Coordinate annotation records
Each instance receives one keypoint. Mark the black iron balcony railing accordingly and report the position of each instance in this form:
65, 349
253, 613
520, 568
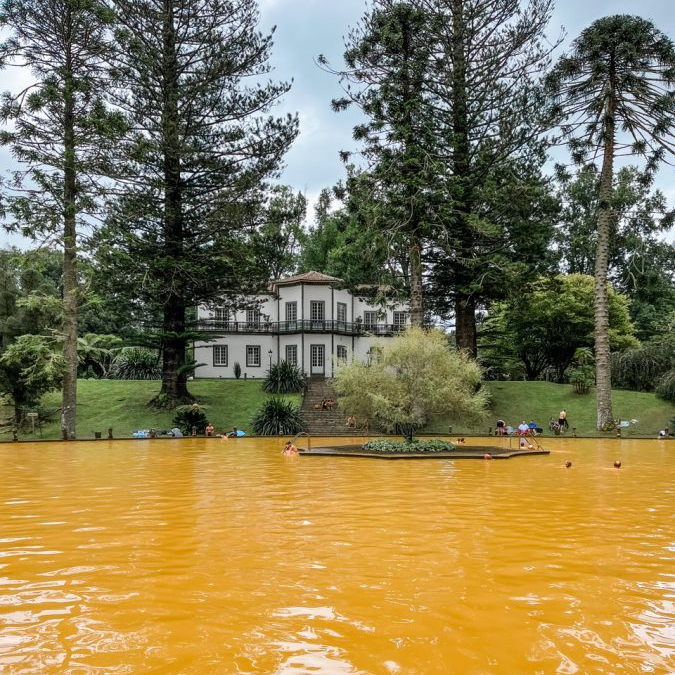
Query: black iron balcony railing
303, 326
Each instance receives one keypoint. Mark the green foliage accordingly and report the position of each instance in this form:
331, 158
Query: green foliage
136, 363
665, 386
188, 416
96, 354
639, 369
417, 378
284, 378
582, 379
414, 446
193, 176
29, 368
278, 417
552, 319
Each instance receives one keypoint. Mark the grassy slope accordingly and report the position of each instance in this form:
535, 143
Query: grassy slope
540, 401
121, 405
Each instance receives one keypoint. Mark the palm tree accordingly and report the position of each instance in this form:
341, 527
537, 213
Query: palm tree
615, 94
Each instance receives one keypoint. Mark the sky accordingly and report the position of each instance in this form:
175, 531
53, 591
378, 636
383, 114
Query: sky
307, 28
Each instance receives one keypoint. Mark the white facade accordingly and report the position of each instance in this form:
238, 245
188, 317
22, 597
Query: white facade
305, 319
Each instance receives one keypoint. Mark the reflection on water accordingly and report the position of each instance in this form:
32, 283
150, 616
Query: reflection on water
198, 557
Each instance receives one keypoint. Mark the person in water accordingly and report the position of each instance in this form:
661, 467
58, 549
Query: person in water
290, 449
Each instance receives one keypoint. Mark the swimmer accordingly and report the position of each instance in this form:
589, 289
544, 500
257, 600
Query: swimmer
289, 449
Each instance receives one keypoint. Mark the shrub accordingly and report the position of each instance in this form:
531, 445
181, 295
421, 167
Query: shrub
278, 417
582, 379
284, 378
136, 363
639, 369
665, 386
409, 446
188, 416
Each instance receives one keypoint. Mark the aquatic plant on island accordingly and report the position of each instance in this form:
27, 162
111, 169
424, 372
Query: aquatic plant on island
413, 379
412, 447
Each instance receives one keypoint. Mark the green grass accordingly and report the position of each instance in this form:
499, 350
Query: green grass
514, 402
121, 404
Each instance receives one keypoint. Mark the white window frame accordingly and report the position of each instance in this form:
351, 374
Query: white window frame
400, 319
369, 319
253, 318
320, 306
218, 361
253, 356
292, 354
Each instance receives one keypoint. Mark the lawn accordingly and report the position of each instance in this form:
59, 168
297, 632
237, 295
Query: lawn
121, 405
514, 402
---
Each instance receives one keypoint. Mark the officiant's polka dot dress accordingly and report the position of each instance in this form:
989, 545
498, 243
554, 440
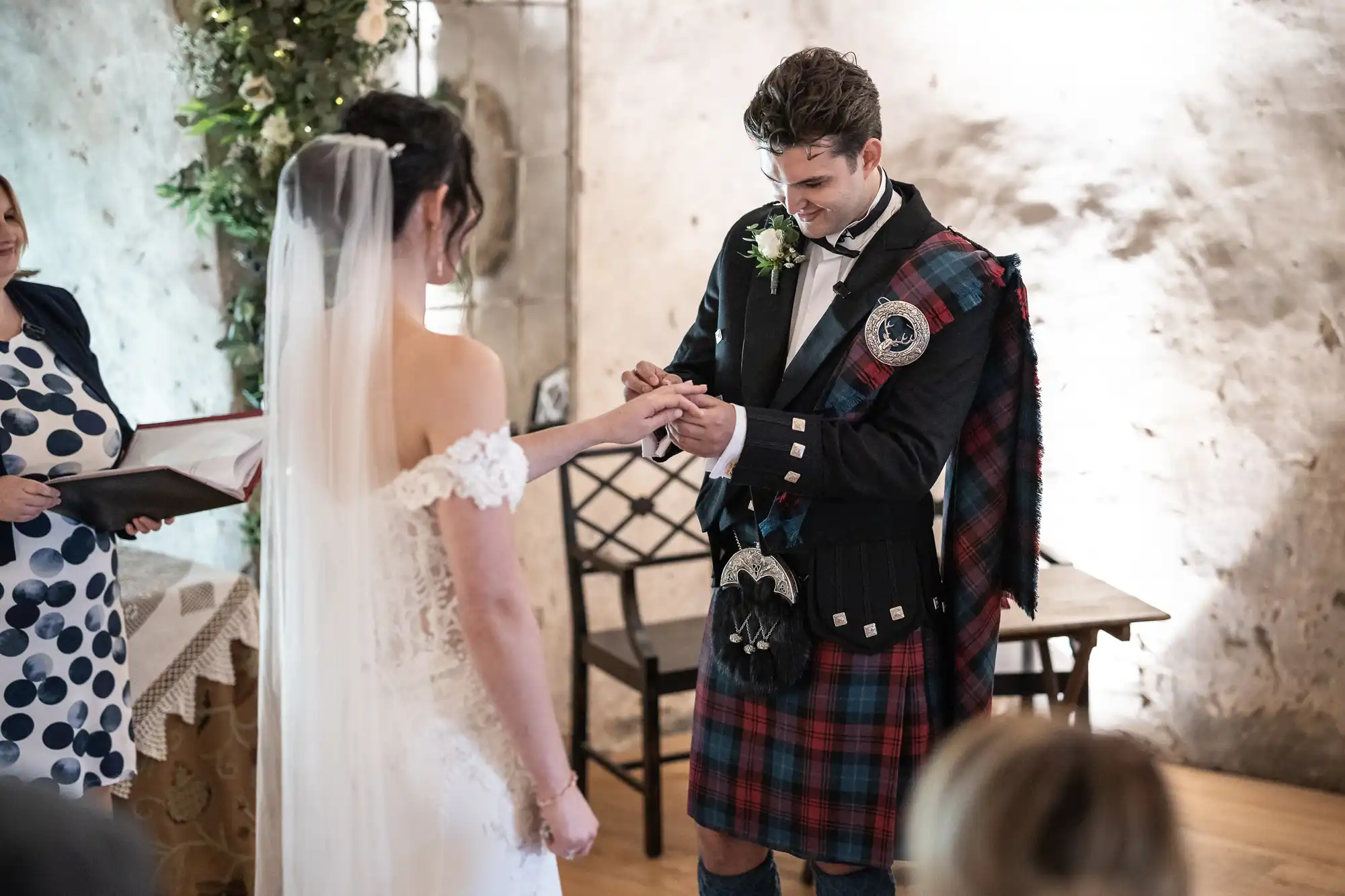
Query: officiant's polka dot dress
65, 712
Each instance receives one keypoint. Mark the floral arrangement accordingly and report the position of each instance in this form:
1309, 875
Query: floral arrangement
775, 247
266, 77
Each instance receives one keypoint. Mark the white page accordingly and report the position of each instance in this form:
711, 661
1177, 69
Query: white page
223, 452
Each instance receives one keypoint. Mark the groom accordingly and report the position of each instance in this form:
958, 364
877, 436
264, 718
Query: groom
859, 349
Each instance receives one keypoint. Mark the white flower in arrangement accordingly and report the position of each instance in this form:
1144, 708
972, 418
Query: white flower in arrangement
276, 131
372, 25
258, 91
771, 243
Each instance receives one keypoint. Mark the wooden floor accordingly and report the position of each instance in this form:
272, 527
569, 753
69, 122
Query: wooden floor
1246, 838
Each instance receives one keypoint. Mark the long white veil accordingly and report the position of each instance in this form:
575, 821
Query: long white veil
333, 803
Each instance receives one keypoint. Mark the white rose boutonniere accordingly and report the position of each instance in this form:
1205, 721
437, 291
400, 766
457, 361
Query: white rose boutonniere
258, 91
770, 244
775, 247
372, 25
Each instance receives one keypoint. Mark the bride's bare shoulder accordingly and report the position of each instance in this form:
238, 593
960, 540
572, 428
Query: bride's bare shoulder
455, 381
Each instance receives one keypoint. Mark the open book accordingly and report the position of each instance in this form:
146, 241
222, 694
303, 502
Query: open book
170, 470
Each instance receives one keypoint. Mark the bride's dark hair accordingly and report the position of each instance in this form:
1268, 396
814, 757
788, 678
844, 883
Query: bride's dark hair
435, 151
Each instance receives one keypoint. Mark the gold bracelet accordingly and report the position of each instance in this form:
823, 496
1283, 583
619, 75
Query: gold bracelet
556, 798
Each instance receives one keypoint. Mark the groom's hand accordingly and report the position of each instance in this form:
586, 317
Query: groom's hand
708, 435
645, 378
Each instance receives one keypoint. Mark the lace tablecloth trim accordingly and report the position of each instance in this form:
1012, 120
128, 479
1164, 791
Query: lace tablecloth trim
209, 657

TASK REQUIREMENTS →
Pull out every line of the records that contains the string "hair", matching case exactly.

ANSWER BELOW →
Each instance receives one keypoint. Mark the bride's dark hair accordingly and report the position of each instance in this form:
Query: bride's dark hair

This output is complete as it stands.